Record excerpts below:

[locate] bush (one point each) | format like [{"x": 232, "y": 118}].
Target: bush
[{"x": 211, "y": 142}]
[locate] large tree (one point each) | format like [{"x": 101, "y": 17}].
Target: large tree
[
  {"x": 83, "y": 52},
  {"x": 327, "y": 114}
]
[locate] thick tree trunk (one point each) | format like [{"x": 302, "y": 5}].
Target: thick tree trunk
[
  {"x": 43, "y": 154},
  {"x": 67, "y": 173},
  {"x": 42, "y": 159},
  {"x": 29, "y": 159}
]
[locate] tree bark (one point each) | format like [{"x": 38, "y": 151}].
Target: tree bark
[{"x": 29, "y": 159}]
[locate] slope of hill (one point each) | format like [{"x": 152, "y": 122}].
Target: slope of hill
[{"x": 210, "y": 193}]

End of Record excerpts.

* The problem *
Within the material above, find every line containing the word "like" and copy it.

* Answer space *
[locate] bush (one point each) | format like [{"x": 232, "y": 118}].
[locate] large tree (one point each) | format like [{"x": 101, "y": 17}].
[locate] thick tree trunk (one point each) | format like [{"x": 302, "y": 5}].
[locate] tree bark (one point each) | format like [{"x": 38, "y": 151}].
[locate] slope of hill (one point each) | format like [{"x": 152, "y": 122}].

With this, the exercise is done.